如何重构这个执行深度优先搜索并返回匹配节点的父节点的函数？

我知道这个问题的变体经常出现(例如 Multiple mutable borrows when generating a tree structure with a recursive function in Rust 、 Mut borrow not ending where expected )，但我仍然不知道如何修改它才能工作。我尝试过使用切片、std::mem::drop 和添加生命周期参数 where 'a: 'b 的变体，但我仍然没有想出在不可变地借用一个分支中的变量然后在另一个分支中使用该变量的情况下编写它。

#[derive(Clone, Debug)]
struct TreeNode {
    id: i32,
    children: Vec<TreeNode>,
}

// Returns a mutable reference to the parent of the node that matches the given id.

────

## [练习题 1]
请更新关于深度优先搜索的正文中的一段：从包含“我知道这个问题的变体经常出现(例如 Multiple mutable”的地方开始，到“the given id.”结束。重写这一段时，把“TreeNode”一律替换为“Node”。
## [练习题 2]
续写关于深度优先搜索的正文，从最后一句之后接着往下写。

────

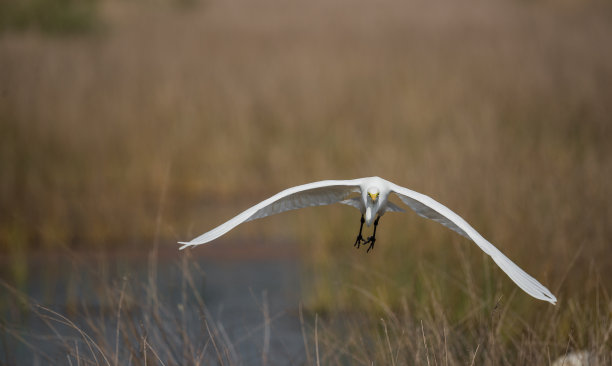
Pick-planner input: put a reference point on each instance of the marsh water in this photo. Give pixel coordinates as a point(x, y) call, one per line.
point(251, 303)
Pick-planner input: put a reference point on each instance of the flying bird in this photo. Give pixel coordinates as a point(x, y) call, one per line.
point(373, 202)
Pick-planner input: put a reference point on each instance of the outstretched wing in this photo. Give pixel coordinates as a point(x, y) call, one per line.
point(429, 208)
point(311, 194)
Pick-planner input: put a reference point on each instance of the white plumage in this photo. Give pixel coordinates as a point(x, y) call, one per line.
point(373, 203)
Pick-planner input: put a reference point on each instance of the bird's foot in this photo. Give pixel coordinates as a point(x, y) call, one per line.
point(359, 241)
point(371, 240)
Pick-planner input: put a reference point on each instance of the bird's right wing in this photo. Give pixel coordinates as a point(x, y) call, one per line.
point(429, 208)
point(311, 194)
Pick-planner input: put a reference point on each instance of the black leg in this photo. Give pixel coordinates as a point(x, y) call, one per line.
point(372, 239)
point(359, 237)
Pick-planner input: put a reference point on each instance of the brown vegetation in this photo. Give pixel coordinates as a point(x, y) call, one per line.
point(169, 119)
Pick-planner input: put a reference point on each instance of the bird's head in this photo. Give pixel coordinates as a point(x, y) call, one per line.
point(373, 192)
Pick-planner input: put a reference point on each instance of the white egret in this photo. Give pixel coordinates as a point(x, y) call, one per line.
point(373, 202)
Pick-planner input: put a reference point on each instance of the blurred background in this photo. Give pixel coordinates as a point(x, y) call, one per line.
point(126, 126)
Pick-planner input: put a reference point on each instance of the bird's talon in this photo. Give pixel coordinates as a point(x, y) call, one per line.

────

## [答案 1]
我知道这个问题的变体经常出现(例如 Multiple mutable borrows when generating a tree structure with a recursive function in Rust 、 Mut borrow not ending where expected )，但我仍然不知道如何修改它才能工作。我尝试过使用切片、std::mem::drop 和添加生命周期参数 where 'a: 'b 的变体，但我仍然没有想出在不可变地借用一个分支中的变量然后在另一个分支中使用该变量的情况下编写它。

#[derive(Clone, Debug)]
struct Node {
    id: i32,
    children: Vec<Node>,
}

// Returns a mutable reference to the parent of the node that matches the given id.

## [答案 2]
fn find_parent_mut<'a>(root: &'a mut TreeNode, id: i32) -> Option<&'a mut TreeNode> {
    for child in root.children.iter_mut() {
        if child.id == id {
            return Some(root);
        } else {
            let descendent_result = find_parent_mut(child, id);
            if descendent_result.is_some() {
                return descendent_result;
            }
        }
    }
    None
}

fn main() {
    let mut tree = TreeNode {
        id: 1,
        children: vec![TreeNode {
                           id: 2,
                           children: vec![TreeNode {
                                              id: 3,
                                              children: vec![],
                                          }],
                       }],
    };
    let a: Option<&mut TreeNode> = find_parent_mut(&mut tree, 3);
    assert_eq!(a.unwrap().id, 2);
}

error[E0499]: cannot borrow `*root` as mutable more than once at a time
  --> src/main.rs:11:25
   |
9  |     for child in root.children.iter_mut() {
   |                  ------------- first mutable borrow occurs here
10 |         if child.id == id {
11 |             return Some(root);
   |                         ^^^^ second mutable borrow occurs here
...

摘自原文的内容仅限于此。